Фрагмент текста:
------------------------------------------------
Н. К. Шильдер. Император Николай Первый, т. 1. СПб., 1903, стр. 315. Д. И. Завалишин. Записки декабриста. Мюнхен, 1904, стр. 146.

38

«Письмо» перепечатано в собрании сочинений Герцена, т. XIV, стр. 540–541. Автор письма (вопрос о том, кто он, до сих пор не решен, исследователи приписывали его и Чернышевскому и Добролюбову; несомненно лишь, что оно вышло из революционно-демократических кругов) ссылается на рассказ об этом именно Мицкевича; однако ни в некрологе, ни в курсе славянских литератур такого рассказа нет. Возможно, что Мицкевич устно рассказывал это кому-то, в том числе и самому Герцену, с которым встречался за рубежом, дополнительно. Во всяком случае, подобный рассказ Мицкевича получил широкую известность. «Помните ли этот рассказ… — спрашивал автор письма, добавляя: — Может быть, этот анекдот и выдумка, но он в царском духе, т. е. брать обольщением, обманом там, где неловко употребить силу».
------------------------------------------------
Задание 1:
Кому исследователи приписывали авторство письма, согласно фрагменту текста?
------------------------------------------------
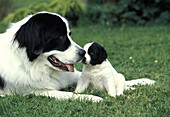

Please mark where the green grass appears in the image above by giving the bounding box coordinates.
[0,25,170,117]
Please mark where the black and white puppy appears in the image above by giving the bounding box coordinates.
[0,12,102,101]
[75,42,155,97]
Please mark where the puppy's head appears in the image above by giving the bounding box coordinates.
[82,42,107,65]
[14,12,85,72]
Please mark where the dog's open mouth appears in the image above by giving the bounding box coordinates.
[48,56,74,72]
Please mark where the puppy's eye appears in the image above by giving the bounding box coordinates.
[90,52,94,56]
[69,32,71,36]
[59,35,64,39]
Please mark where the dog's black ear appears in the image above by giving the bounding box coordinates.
[99,45,107,63]
[89,42,107,65]
[99,46,107,62]
[14,19,45,61]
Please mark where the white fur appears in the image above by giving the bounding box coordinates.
[0,12,102,101]
[75,42,155,97]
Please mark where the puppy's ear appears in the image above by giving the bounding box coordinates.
[14,19,45,61]
[99,46,107,62]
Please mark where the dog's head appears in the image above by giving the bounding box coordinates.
[14,12,85,72]
[82,42,107,65]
------------------------------------------------
Задание 2:
Найдите в записях все строки, где есть слово «puppy», и перепишите их.

Решение 1:
Чернышевскому и Добролюбову.

Решение 2:
Please mark where the black and white puppy appears in the image above by giving the bounding box coordinates.
Please mark where the puppy's head appears in the image above by giving the bounding box coordinates.
Please mark where the puppy's eye appears in the image above by giving the bounding box coordinates.
Please mark where the puppy's ear appears in the image above by giving the bounding box coordinates.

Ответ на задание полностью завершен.